(Passage to read)
To create one series of photographs, Irina spends several months preparing and gathers a whole creative team of like-minded people. The work is painstaking and complex, but extremely inspiring: this is how Irina not only tells magical stories, but also engages in serious world issues, such as ecology and the global epidemic. Surprisingly, three works with masks and gloves were created just six months before the global Covid-19 epidemic.
“I am amazed at her ability to create strange and exciting worlds at the same time. I watch with curiosity and pleasure. Each work is not like the previous one — there is always something new. It’s nice to see Irina’s growth as a professional. If earlier the works were more fabulously cute, now they reflect the modern agenda and catch on with relevance,” says Victoria Irbaieva, designer of a personal clothing brand, graduate of the London College of Fashion, speaker at the British Higher School of Design in Moscow, about Irina.
Indeed, Irina’s works make you think precisely because of their ambiguity: they reflect a mixture of beautiful and awesome, elegant and massive, soft and sharp. According to the artist herself, her favorite heroes of fairy tales have always been negative characters: their characters are more voluminous and complex. They have their own history — after all, they somehow became negative, which means that this needs to be sorted out. Life works the same way, Irina believes: the world is not divided into black and white, and this is its charm.
(End Passage to read)
(Dataset excerpts)
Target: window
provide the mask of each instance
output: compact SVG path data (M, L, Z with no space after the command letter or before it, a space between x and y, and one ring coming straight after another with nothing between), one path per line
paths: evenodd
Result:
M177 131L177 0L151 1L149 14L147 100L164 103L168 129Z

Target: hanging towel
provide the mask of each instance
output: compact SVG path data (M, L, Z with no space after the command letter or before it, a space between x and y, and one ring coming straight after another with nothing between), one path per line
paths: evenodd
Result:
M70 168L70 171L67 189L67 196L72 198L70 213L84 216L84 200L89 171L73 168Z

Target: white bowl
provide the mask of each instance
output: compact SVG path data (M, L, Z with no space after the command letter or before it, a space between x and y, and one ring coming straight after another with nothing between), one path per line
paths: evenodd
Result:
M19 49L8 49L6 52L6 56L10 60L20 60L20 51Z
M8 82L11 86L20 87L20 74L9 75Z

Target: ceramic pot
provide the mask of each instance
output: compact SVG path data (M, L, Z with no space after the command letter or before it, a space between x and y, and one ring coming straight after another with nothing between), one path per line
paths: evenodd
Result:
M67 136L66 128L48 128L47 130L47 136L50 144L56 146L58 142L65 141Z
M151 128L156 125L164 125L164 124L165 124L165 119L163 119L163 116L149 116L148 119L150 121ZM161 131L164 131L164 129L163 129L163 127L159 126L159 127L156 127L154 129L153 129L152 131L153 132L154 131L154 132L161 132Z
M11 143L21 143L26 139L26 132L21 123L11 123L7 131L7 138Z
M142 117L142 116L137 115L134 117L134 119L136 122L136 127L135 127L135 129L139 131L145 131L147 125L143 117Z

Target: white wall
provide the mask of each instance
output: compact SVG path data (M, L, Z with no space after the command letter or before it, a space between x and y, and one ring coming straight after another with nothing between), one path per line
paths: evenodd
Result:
(End Dataset excerpts)
Problems to work on |
1/ Please list the pairs of contrasting qualities that, according to the passage on Irina's work, her works mix.
2/ Reproduce the passage on Irina's work from "Indeed, Irina’s works" to "is its charm.".
3/ Answer these from the passage on Irina's work:
(a) How long before the global Covid-19 epidemic were the three works with masks and gloves created?
(b) Which college did Victoria Irbaieva graduate from?
(c) What kind of fairy-tale characters have always been Irina's favorite heroes?

Numbered responses |
1/
beautiful and awesome
elegant and massive
soft and sharp

2/
Indeed, Irina’s works make you think precisely because of their ambiguity: they reflect a mixture of beautiful and awesome, elegant and massive, soft and sharp. According to the artist herself, her favorite heroes of fairy tales have always been negative characters: their characters are more voluminous and complex. They have their own history — after all, they somehow became negative, which means that this needs to be sorted out. Life works the same way, Irina believes: the world is not divided into black and white, and this is its charm.

3/
(a) Six months
(b) The London College of Fashion
(c) Negative characters